> **Texto del documento**
----

La oratoria sagrada en los siglos XVI y XVII
Félix Herrero Salgado
10 enero, 1999 01:00Esta obra constituye el más valioso esfuerzo teorizador y sistematizador de los realizados hasta la fecha en la materia. El libro de Herrero marca, pues, un hito capital histórico-crítico
E n su pionero "Sermonario clásico. Con un ensayo sobre la oratoria sagrada" (1942), se lamentaba D. Miguel Herrero García de que "la historia de nuestra elocuencia sagrada sea el mayor vacío que hay en nuestra literatura"; de que, a su respecto, "se puede decir que se ignora todo". En el día de hoy, contando ya con diversas monografías al respecto -véase la bibliografía crítica de F. Cerdán (1985)-, puede decirse con moderado optimismo que se ignora "casi todo". A remediar esta increíble laguna dedica Félix Herrero el libro que hoy reseñamos.El autor comenzó su trabajo en 1963, cuando catalogaba los casi cinco mil sermones sueltos de antiguos predicadores hispánicos de la biblioteca de don Miguel. Según declara él mismo, el contacto con aquel río de ignota literatura, disfrutado apresuradamente en un principio, examinado críticamente después, le fascinó. Treinta años de trabajo le han permitido fichar alrededor de dos millares de predicadores y cerca de seis mil sermones de la más diversa índole. Es suficiente, sin duda, para acometer la redacción de esta obra, que constituye el más valioso esfuerzo teorizador y sistematizador de los realizados hasta la fecha. El libro de Herrero marca, en este sentido, un hito capital histórico-crítico en la materia.

----

> **Extracto de datos**
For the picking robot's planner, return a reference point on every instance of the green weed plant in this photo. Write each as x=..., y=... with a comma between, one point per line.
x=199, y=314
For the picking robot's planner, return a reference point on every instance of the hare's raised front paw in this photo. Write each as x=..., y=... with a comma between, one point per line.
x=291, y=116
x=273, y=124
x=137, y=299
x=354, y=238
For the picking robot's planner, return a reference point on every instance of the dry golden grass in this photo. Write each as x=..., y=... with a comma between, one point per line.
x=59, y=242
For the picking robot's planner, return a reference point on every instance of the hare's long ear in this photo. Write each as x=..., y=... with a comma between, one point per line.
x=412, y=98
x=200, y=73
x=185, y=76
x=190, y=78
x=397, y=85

----

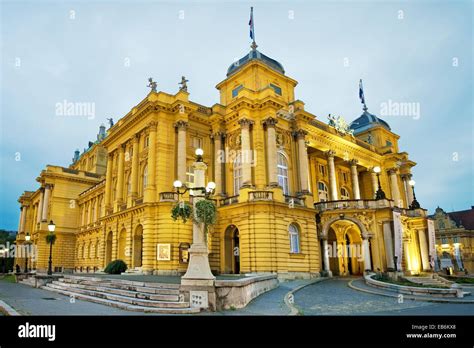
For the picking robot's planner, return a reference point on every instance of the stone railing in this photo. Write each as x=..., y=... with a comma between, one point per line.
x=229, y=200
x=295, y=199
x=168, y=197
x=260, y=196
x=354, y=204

----

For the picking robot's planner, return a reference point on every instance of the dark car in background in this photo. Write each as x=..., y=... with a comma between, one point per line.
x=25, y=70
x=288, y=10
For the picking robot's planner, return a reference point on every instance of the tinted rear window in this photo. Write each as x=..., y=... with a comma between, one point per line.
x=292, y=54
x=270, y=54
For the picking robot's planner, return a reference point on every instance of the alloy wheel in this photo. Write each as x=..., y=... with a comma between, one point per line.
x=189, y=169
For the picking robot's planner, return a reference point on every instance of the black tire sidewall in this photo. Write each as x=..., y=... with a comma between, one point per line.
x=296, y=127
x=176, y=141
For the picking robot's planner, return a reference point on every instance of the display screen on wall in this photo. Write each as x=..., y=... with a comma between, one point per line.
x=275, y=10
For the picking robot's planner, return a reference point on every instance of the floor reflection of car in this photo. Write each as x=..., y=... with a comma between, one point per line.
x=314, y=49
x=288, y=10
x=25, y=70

----

> **Complete lo siguiente**
a: Según la reseña sobre la oratoria sagrada, ¿en qué año comenzó Félix Herrero su trabajo?
b: Indique si cada afirmación concuerda con la reseña sobre la oratoria sagrada y cite las palabras exactas que lo deciden:
(i) Cuando empezó su trabajo, el autor catalogaba sermones sueltos de la biblioteca de don Miguel.
(ii) El autor ha fichado alrededor de seis mil predicadores.
(iii) El "Sermonario clásico" de Miguel Herrero García apareció en 1950.
c: Prosiga la reseña sobre la oratoria sagrada a partir de su última oración.

> **Respuestas**
a: En 1963.

b:
(i) Sí: "cuando catalogaba los casi cinco mil sermones sueltos de antiguos predicadores hispánicos de la biblioteca de don Miguel".
(ii) No: "fichar alrededor de dos millares de predicadores y cerca de seis mil sermones".
(iii) No: "Sermonario clásico. Con un ensayo sobre la oratoria sagrada" (1942).

c:
Proyectado en cuatro generosos volúmenes -los tres primeros dedicados a nuestro Siglo de Oro,y el último al XVIII-, los dos publicados hasta ahora nos informan ampliamente sobre el tema. El primero estudia, en efecto, el estado actual de las investigaciones al respecto, traza una síntesis de la predicación cristiana hasta el siglo XVI, analiza lo relativo al predicador y su público, la variedades de este género literario y su retórica, lengua y estilo -el examen de los tratados de predicación es prácticamente exhaustivo-. En cuanto al volumen segundo, centrado en la oratoria de dominicos y franciscanos, representa un esfuerzo de síntesis muy difícil de superar. Creo que Félix Herrero ha salido airoso de tan ardua tarea, teniendo en cuenta sobre todo que en estas páginas se analiza la labor de dos órdenes religiosas altamente especializadas: la Orden de Predicadores en la oratoria teológica, y la Orden Franciscana, portaestandarte de la predicación popular.
La literatura tiene mucho que ver con estos textos venerables. La enorme tensión dialéctica que, desde los orígenes del Cristianismo, se establece en torno al papel de la retórica en la difusión del mensaje evangélico permite agrupar el sermonario aquí estudiado en dos grandes bloques: el de los predicadores que aceptan la eficacia de una preceptiva convencional de la oratoria sacra -san Juan de la Cruz decía que "el buen estilo y retórica y buen término hace mucho al caso al predicador"-, y el de los que defienden el agustiniano "rudius loquere" -"¿qué importa que me condene el gramático, con tal que todos me entiendan?"-, apelando a una lengua genialmente transgresiva que encuentra en su ascética y encendida autenticidad su mejor timbre de belleza.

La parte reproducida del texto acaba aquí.